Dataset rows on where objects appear
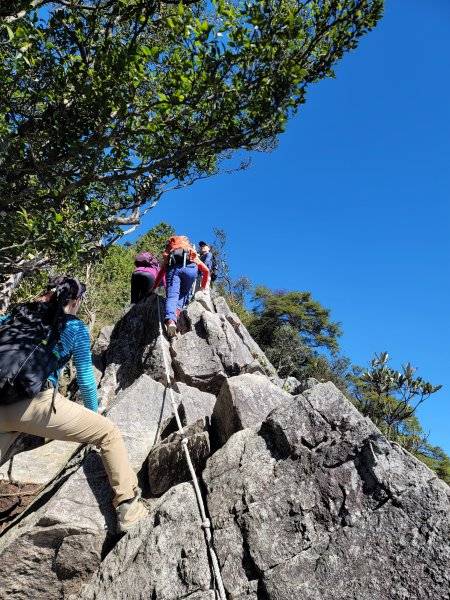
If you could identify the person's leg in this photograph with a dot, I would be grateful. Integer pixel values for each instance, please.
(172, 293)
(188, 275)
(7, 439)
(74, 423)
(147, 280)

STATED PROBLEM
Copy every record above exactly as written, but leave out the pictures.

WRITTEN ANSWER
If you could identify the person's leg in this photograph with a dot, I would be grateful. Integer pixel values for each instance, please.
(172, 293)
(188, 275)
(7, 439)
(74, 423)
(147, 280)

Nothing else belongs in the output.